[Фрагмент текста]
= = = = = = =

Большую роль в подготовке к строительству массовой регулярной армии на основе обязательной воинской повинности сыграли волостные, уездные, губернские и окружные военные комиссариаты, созданные в апреле 1918 года. А уже через три месяца началась мобилизация трудящихся от восемнадцати до сорока лет. Объявили ее и в пашей Вятской губернии. Часть населения зачислялась в невооруженные команды тылового ополчения, которые использовались на всякого рода оборонительных работах.

К лету восемнадцатого года из газетных сообщений нам стало известно о создании продовольственно-реквизиционных отрядов в Вятской губернии. Они формировались в Курской, Тамбовской, Воронежской и других губерниях. Отряды сыграли большую роль в обеспечении Красной Армии и голодающих районов хлебом, в вооруженной борьбе с контрреволюцией.

Отдельные кадровые рабочие и сезонники Звениговского затона тоже были мобилизованы, однако судоремонтные и другие работы не свертывались, а, наоборот, расширялись. Особенно это заметно стало после того, когда вспыхнул мятеж чехословацкого корпуса, подготовленный империалистами Антанты. Для борьбы с мятежниками, поддержанными белогвардейцами и кулачеством, был создан Северо-Урало-Сибирский фронт во главе с командующим Р. И. Берзиным. Спустя некоторое время его отряды были сведены в 3-ю армию Восточного фронта.

Огонь мятежа охватил Томск, Челябинск, Омск, Пензу, Самару, с низовьев Волги шел к Казани, Царевококшайску и Звенигову. В затоне объявили военное положение. Часть судов, входивших в состав Волжской военной флотилии, приходилось ремонтировать и переоборудовать для ведения боевых действий специалистам нашего завода. Артель, в которой я работал, прикрепили к команде парохода "Ориноко". В соответствии с корабельным расчетом меня назначили подносчиком патронов к пулемету.

Воина полыхала рядом. В Царевококшайской округе, как мне стало известно впоследствии, против мятежников дрались Новгородский Коммунистический и Первый Латышский революционные полки, в устье волжского притока (река Казанка)-отважные матросы-балтийцы Николая Маркина... Естественно, в этих условиях заводская молодежь рвалась в бой.

В самом начале сентября мне довелось быть свидетелем общезаводского митинга, на котором Смирнов зачитал извещение ВЦИК о покушении на Владимира Ильича Ленина. "...Тов. Ленин... - говорилось в нем, - выступал перед рабочими завода Михельсона в Замоскворецком районе г. Москвы. По выходе с митинга т. Ленин был ранен...

Призываем всех товарищей к полнейшему спокойствию, к усилению своей работы по борьбе с контрреволюционными элементами.

= = = = = = =

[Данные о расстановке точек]
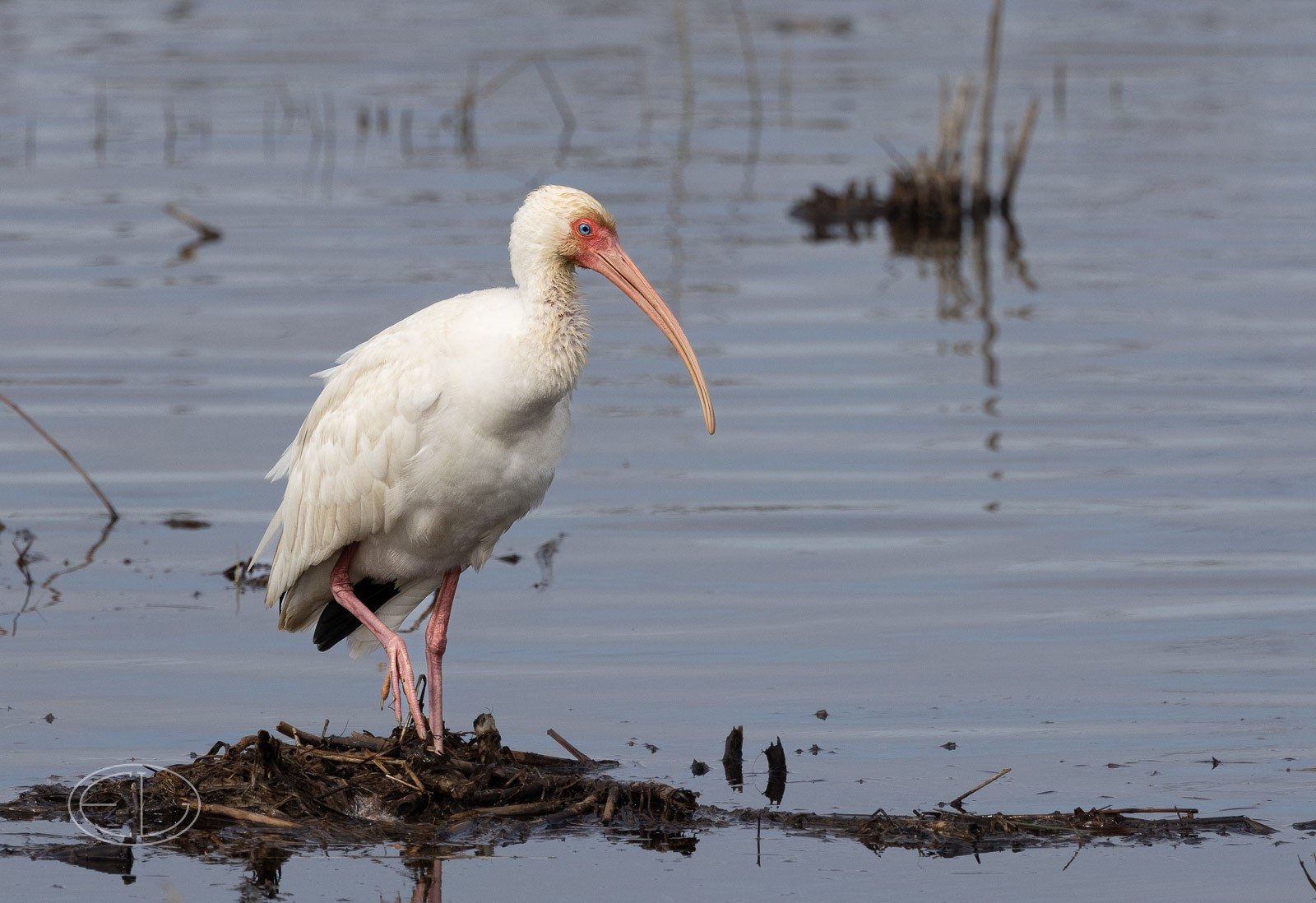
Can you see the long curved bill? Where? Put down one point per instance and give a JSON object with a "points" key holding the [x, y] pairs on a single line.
{"points": [[618, 266]]}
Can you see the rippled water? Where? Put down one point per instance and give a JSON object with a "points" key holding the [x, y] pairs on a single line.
{"points": [[1065, 526]]}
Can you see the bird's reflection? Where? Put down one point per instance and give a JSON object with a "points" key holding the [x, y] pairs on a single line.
{"points": [[938, 247]]}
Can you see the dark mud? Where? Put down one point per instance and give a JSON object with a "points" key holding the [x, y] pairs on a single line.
{"points": [[243, 799]]}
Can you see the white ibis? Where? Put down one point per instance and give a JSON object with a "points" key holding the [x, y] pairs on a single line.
{"points": [[438, 434]]}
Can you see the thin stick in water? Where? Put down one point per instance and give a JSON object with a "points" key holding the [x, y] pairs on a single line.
{"points": [[114, 515], [581, 757], [961, 798]]}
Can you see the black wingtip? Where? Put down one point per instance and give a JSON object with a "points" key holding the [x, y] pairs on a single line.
{"points": [[336, 623]]}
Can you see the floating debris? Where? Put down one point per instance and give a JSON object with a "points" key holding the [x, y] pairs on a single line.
{"points": [[262, 795]]}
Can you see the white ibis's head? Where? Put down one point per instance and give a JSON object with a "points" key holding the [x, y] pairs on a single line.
{"points": [[558, 229]]}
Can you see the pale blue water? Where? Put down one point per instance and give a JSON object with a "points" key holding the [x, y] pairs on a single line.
{"points": [[1105, 558]]}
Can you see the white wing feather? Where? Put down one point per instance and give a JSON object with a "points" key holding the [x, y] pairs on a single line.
{"points": [[346, 466]]}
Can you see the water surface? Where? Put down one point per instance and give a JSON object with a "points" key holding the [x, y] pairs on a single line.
{"points": [[1066, 526]]}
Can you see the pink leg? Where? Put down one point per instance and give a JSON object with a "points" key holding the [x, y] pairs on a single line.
{"points": [[436, 641], [399, 679]]}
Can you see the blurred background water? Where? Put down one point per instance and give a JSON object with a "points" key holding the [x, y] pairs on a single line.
{"points": [[1061, 519]]}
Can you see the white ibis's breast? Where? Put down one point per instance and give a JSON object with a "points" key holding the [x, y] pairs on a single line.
{"points": [[427, 442]]}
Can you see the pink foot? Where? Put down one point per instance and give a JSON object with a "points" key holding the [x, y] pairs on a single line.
{"points": [[399, 662]]}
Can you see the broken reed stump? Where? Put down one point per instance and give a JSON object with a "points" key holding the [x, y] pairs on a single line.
{"points": [[928, 199]]}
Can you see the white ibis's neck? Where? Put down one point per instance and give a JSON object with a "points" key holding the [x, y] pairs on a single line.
{"points": [[552, 295]]}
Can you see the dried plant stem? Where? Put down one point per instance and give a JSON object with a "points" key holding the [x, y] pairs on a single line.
{"points": [[204, 229], [962, 797], [982, 160], [114, 515], [581, 757]]}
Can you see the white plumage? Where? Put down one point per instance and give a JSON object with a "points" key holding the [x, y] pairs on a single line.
{"points": [[433, 438]]}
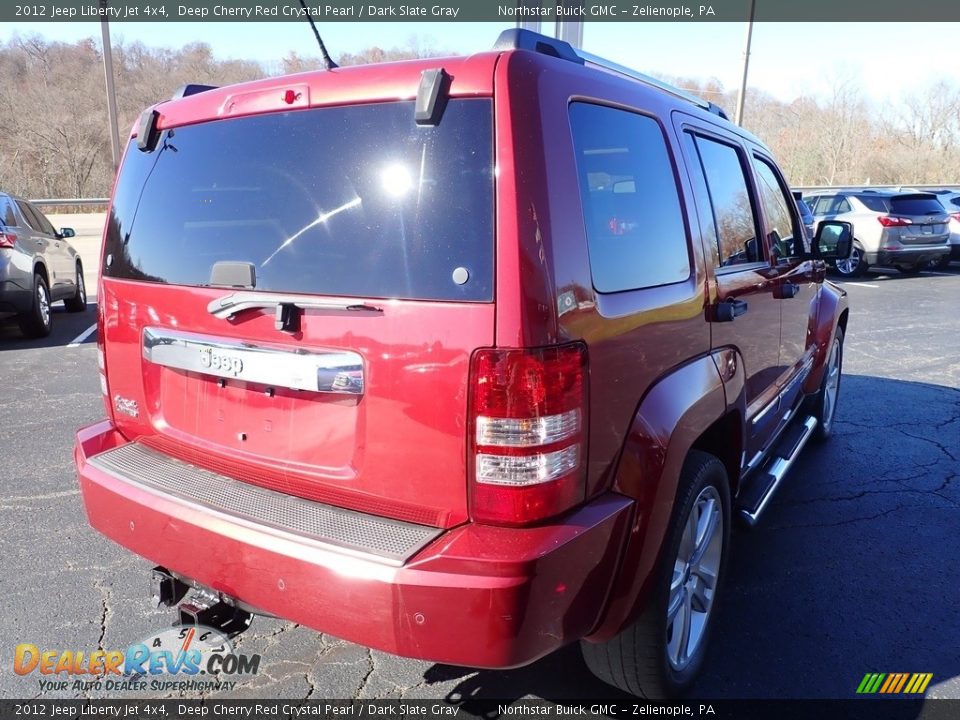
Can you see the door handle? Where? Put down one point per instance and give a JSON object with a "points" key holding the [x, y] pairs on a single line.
{"points": [[728, 310]]}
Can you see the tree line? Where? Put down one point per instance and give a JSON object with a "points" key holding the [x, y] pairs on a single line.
{"points": [[55, 142]]}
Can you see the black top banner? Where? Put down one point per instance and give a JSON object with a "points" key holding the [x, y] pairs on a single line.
{"points": [[486, 708], [853, 11]]}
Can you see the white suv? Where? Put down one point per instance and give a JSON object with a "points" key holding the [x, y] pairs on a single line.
{"points": [[906, 229]]}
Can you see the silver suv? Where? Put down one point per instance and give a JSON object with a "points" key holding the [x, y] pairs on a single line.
{"points": [[906, 229]]}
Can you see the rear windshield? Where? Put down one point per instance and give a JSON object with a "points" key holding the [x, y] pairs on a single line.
{"points": [[353, 201], [916, 205]]}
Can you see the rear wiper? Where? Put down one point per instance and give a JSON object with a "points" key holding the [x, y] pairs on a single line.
{"points": [[228, 306]]}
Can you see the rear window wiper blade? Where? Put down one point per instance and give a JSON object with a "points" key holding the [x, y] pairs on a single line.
{"points": [[228, 306]]}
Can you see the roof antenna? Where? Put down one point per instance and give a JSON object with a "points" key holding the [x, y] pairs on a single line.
{"points": [[328, 63]]}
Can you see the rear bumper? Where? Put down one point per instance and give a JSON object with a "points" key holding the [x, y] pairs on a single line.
{"points": [[908, 255], [478, 596]]}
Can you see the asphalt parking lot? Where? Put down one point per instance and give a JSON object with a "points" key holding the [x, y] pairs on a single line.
{"points": [[853, 569]]}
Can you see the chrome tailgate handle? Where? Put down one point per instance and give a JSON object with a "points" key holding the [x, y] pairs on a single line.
{"points": [[334, 371]]}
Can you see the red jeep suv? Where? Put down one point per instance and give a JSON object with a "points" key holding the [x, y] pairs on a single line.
{"points": [[463, 359]]}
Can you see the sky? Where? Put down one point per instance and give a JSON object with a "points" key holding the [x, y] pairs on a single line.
{"points": [[888, 60]]}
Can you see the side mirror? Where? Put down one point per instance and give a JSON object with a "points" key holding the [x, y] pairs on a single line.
{"points": [[833, 240]]}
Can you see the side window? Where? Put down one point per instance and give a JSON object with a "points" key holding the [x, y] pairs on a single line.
{"points": [[782, 230], [636, 236], [877, 204], [45, 225], [28, 215], [732, 208]]}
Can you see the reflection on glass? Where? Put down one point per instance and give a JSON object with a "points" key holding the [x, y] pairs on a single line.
{"points": [[396, 180], [322, 218]]}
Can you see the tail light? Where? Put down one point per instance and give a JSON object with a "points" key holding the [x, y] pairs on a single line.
{"points": [[894, 221], [527, 433], [101, 356]]}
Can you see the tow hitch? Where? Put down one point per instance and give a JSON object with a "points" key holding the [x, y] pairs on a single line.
{"points": [[198, 605]]}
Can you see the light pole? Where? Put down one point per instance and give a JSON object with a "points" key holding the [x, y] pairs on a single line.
{"points": [[111, 90], [741, 98]]}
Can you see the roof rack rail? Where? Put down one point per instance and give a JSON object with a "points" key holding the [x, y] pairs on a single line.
{"points": [[520, 39], [191, 89]]}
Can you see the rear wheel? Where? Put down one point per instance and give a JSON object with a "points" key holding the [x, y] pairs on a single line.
{"points": [[910, 269], [37, 321], [77, 303], [854, 266], [661, 654]]}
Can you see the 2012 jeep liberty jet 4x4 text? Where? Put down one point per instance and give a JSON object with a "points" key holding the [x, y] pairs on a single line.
{"points": [[463, 359]]}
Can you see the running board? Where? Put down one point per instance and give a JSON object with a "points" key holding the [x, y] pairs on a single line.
{"points": [[755, 497]]}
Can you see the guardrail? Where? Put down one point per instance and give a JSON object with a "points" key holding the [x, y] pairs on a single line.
{"points": [[902, 186], [70, 201]]}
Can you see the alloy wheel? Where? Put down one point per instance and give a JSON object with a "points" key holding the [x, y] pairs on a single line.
{"points": [[851, 264], [831, 385]]}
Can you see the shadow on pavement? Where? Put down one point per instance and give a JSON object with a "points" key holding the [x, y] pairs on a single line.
{"points": [[853, 569]]}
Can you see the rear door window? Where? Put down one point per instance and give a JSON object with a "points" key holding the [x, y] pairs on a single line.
{"points": [[734, 217], [916, 205], [348, 201], [9, 217], [636, 234], [45, 225]]}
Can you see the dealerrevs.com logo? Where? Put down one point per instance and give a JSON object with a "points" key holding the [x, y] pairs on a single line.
{"points": [[194, 658]]}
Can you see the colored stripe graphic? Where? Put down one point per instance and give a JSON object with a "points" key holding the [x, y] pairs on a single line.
{"points": [[894, 683]]}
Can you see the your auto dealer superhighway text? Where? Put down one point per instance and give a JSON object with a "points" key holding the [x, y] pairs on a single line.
{"points": [[318, 11]]}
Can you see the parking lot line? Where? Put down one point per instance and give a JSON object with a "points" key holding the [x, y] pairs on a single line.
{"points": [[82, 336]]}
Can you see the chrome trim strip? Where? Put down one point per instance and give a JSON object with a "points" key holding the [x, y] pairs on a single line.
{"points": [[339, 372], [766, 410], [229, 305], [362, 536]]}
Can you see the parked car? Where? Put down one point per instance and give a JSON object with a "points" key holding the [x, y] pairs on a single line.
{"points": [[905, 229], [456, 389], [37, 267], [950, 199], [806, 216]]}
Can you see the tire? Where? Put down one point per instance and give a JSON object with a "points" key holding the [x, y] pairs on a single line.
{"points": [[645, 658], [856, 266], [37, 321], [823, 405], [78, 303], [911, 269]]}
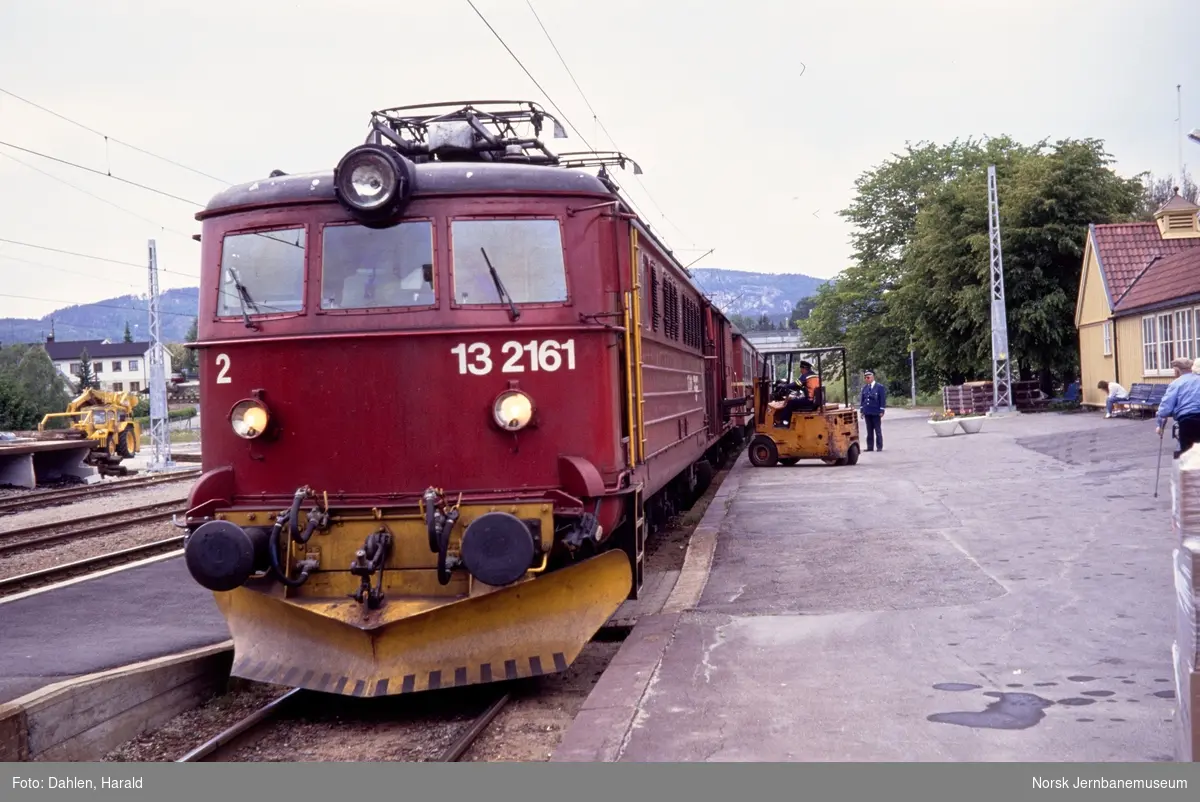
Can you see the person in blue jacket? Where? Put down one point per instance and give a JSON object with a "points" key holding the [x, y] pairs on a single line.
{"points": [[871, 405]]}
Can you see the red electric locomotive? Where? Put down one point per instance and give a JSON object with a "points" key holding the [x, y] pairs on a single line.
{"points": [[448, 388]]}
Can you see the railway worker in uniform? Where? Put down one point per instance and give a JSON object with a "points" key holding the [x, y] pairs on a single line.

= = = = = = =

[Условие задания] Перепишите без изменений часть текста о событиях 1918 года от слов «В самом начале» до слов «с контрреволюционными элементами.». Эти данные к заданию отношения не имеют.

[Письменный ответ]
В самом начале сентября мне довелось быть свидетелем общезаводского митинга, на котором Смирнов зачитал извещение ВЦИК о покушении на Владимира Ильича Ленина. "...Тов. Ленин... - говорилось в нем, - выступал перед рабочими завода Михельсона в Замоскворецком районе г. Москвы. По выходе с митинга т. Ленин был ранен...

Призываем всех товарищей к полнейшему спокойствию, к усилению своей работы по борьбе с контрреволюционными элементами.